Migration saga “Nomadland”, and the British film “Rocks” are among favorites at Sunday’s BAFTA film awards -- billed as the academy’s most diverse year ever -- following criticism over all-white 2020 shortlists.
Four women have been nominated for best director at this year’s awards where last year none made the shortlist, while films with actors from diverse communities around the world have featured prominently in the coveted best film category.
The first night of the awards, broadcast without an audience because of coronavirus restrictions, began with tributes to Prince Philip, the husband of Queen Elizabeth II, who died on Friday.
“It was Prince Philip and her majesty the queen’s support throughout these years that in many ways allowed BAFTA, a leading charity in the arts, to continue in difficult times,” presenter Clara Amfo said.
Prince William, Philip’s grandson and second in line to the British throne, did not participate in the awards as previously planned.

──────

**Exercise A:**
Translate this sentence from the BAFTA awards article into Spanish: "Prince William, Philip’s grandson and second in line to the British throne, did not participate in the awards as previously planned."
**Exercise B:**
Write the next few sentences of the BAFTA awards article, picking up after its final sentence.

──────

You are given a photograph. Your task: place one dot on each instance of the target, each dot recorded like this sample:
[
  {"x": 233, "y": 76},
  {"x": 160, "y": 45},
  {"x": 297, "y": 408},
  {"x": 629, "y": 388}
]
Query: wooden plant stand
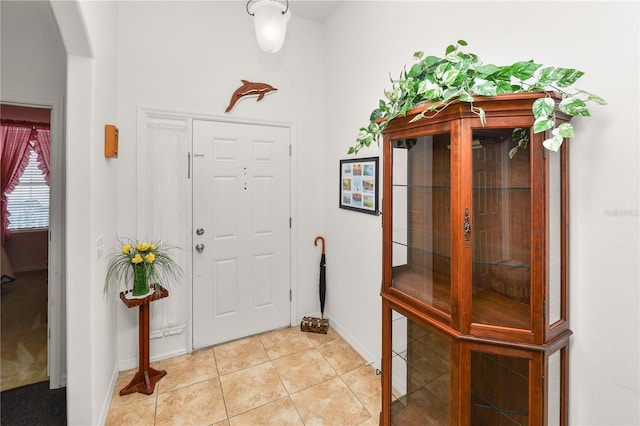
[{"x": 146, "y": 378}]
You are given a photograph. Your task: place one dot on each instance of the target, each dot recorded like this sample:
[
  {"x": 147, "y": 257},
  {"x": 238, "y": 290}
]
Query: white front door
[{"x": 241, "y": 257}]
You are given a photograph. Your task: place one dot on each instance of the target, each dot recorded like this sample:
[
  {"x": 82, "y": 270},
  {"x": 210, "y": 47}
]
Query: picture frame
[{"x": 359, "y": 185}]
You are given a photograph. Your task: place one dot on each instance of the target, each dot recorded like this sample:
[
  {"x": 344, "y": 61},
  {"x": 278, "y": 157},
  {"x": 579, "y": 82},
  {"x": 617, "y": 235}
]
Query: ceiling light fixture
[{"x": 270, "y": 19}]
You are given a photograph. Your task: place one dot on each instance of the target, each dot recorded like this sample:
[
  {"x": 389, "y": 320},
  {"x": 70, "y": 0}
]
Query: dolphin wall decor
[{"x": 249, "y": 88}]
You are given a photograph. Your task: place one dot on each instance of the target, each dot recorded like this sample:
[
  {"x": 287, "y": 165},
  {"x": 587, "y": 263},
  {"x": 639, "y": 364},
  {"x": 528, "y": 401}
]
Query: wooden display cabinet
[{"x": 474, "y": 293}]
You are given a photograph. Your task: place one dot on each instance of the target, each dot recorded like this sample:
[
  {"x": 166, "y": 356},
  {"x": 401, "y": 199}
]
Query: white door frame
[
  {"x": 145, "y": 113},
  {"x": 56, "y": 309}
]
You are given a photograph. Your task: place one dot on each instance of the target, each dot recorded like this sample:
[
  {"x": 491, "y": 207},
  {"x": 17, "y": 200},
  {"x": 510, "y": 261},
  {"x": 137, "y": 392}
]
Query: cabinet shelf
[{"x": 485, "y": 188}]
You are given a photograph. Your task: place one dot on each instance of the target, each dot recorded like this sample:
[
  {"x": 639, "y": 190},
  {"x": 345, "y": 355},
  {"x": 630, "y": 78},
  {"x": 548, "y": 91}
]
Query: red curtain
[
  {"x": 14, "y": 150},
  {"x": 42, "y": 147}
]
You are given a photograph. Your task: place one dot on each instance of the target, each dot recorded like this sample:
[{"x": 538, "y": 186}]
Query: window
[{"x": 28, "y": 203}]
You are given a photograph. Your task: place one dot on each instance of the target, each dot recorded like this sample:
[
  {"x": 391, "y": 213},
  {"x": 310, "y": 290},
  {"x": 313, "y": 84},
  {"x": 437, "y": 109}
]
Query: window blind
[{"x": 28, "y": 203}]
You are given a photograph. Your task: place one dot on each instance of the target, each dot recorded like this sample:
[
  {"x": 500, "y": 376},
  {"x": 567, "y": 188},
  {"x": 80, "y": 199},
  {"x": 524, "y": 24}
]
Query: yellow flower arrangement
[{"x": 143, "y": 262}]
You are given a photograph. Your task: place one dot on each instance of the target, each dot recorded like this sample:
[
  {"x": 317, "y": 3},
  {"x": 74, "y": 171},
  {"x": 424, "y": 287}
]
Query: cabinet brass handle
[{"x": 467, "y": 227}]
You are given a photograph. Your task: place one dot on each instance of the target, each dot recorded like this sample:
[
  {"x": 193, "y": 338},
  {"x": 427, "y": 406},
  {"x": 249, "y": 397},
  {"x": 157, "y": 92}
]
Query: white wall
[
  {"x": 189, "y": 57},
  {"x": 33, "y": 74},
  {"x": 367, "y": 41},
  {"x": 87, "y": 31}
]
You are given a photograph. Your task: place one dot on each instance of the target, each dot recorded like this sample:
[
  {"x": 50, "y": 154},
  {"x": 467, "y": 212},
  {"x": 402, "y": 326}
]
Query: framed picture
[{"x": 359, "y": 185}]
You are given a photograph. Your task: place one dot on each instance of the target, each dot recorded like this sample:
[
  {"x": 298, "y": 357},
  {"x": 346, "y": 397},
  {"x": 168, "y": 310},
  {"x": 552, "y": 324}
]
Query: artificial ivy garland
[{"x": 460, "y": 76}]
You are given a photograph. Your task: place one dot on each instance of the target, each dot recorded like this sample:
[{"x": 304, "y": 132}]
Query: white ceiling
[{"x": 317, "y": 10}]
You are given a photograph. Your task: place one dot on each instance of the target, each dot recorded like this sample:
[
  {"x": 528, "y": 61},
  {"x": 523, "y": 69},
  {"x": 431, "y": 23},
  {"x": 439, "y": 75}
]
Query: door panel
[{"x": 241, "y": 203}]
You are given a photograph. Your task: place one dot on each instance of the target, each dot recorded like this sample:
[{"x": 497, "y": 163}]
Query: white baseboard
[
  {"x": 104, "y": 412},
  {"x": 355, "y": 344},
  {"x": 131, "y": 363}
]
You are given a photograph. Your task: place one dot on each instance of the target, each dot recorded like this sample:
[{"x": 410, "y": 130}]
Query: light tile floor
[{"x": 283, "y": 377}]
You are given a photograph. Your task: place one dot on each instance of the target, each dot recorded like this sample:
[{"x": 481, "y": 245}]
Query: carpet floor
[
  {"x": 24, "y": 330},
  {"x": 34, "y": 405}
]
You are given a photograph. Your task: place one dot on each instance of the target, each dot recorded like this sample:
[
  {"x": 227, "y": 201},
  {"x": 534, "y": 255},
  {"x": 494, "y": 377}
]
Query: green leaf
[
  {"x": 569, "y": 77},
  {"x": 574, "y": 106},
  {"x": 504, "y": 87},
  {"x": 543, "y": 123},
  {"x": 449, "y": 77},
  {"x": 543, "y": 107},
  {"x": 554, "y": 142},
  {"x": 450, "y": 93},
  {"x": 430, "y": 61},
  {"x": 523, "y": 70},
  {"x": 565, "y": 130},
  {"x": 483, "y": 116},
  {"x": 512, "y": 152},
  {"x": 415, "y": 70},
  {"x": 375, "y": 114},
  {"x": 593, "y": 98},
  {"x": 441, "y": 69},
  {"x": 465, "y": 96},
  {"x": 484, "y": 87},
  {"x": 486, "y": 70}
]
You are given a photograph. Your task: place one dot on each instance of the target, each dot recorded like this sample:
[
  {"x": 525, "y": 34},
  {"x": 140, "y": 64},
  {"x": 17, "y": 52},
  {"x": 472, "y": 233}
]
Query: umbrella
[{"x": 323, "y": 282}]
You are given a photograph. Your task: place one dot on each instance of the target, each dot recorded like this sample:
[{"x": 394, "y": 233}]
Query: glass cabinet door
[
  {"x": 421, "y": 241},
  {"x": 420, "y": 374},
  {"x": 501, "y": 230},
  {"x": 499, "y": 389}
]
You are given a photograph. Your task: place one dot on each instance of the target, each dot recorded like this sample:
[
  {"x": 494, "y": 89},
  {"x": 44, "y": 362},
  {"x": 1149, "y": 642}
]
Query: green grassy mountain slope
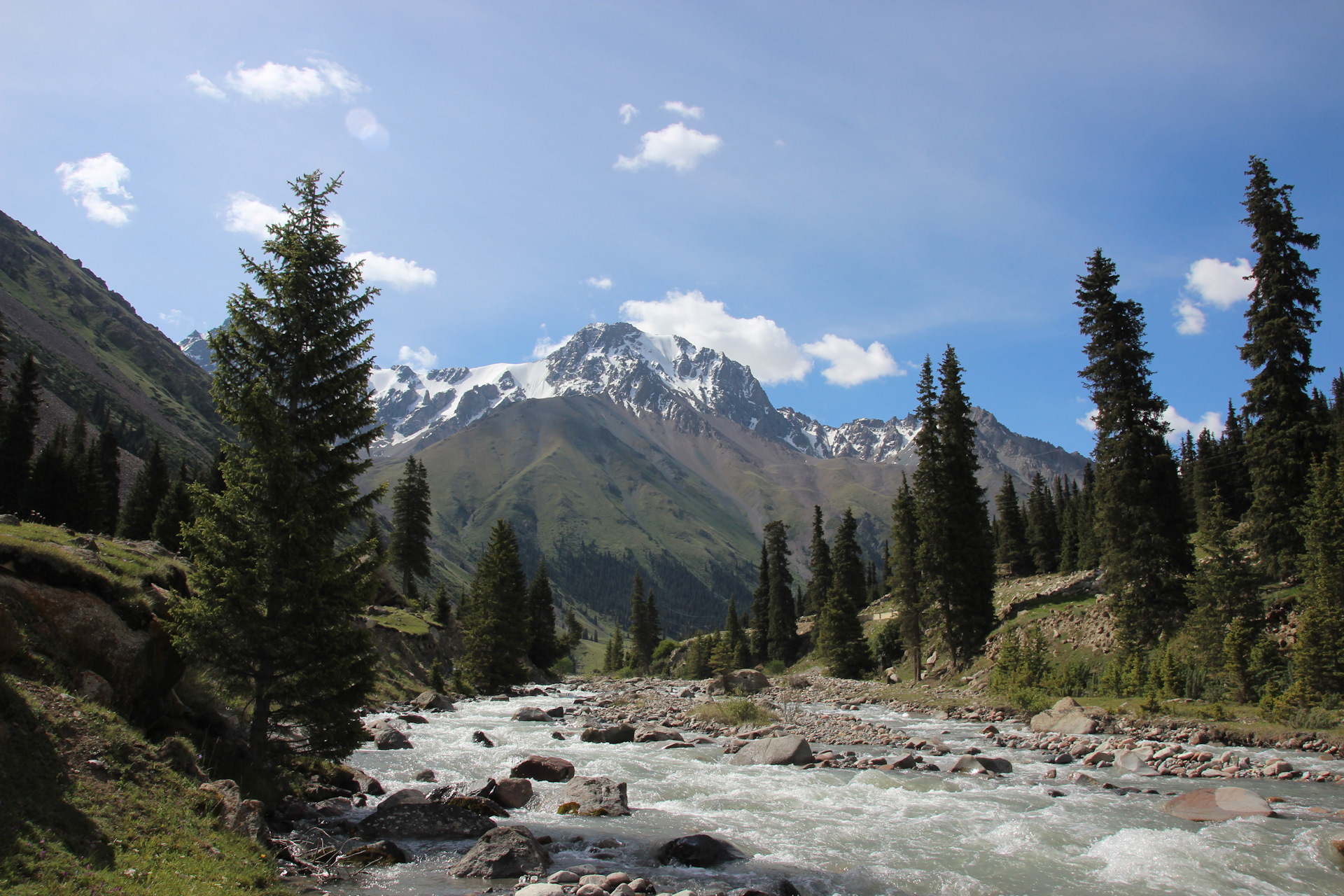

──────

**Task response A:**
El príncipe Guillermo, nieto de Felipe y segundo en la línea de sucesión al trono británico, no participó en los premios como estaba previsto.

**Task response B:**
On Saturday, “Ma Rainey’s Black Bottom”, a film about a blues musician in 1920s Chicago, took home two technical BAFTAs for costume design and make-up and hair.
“Rocks” and “Mank”, a depiction of a debauched real-life screenwriter set during Hollywood’s golden age, also bagged a prize each for casting and production design respectively as the awards were split over two nights for the first time.
Other winners in the technical awards included Christopher Nolan’s science fiction action-thriller “Tenet” for special visual effects and “Sound of Metal,” starring British actor Riz Ahmed, for sound.
The main awards ceremony on Sunday, also without an audience, will be broadcast from London’s Royal Albert Hall.
Director Chloé Zhao’s poignant film “Nomadland” about modern-day migrants traveling across the US is nominated in the coveted best film and best director categories.
Two-time Oscar winner Frances McDormand is also vying for best actress.
“Nomadland” is shortlisted in the best film category alongside “The Father”, a film about an elderly man contending with dementia, and “The Mauritanian”, a legal thriller about a Guantanamo Bay prisoner.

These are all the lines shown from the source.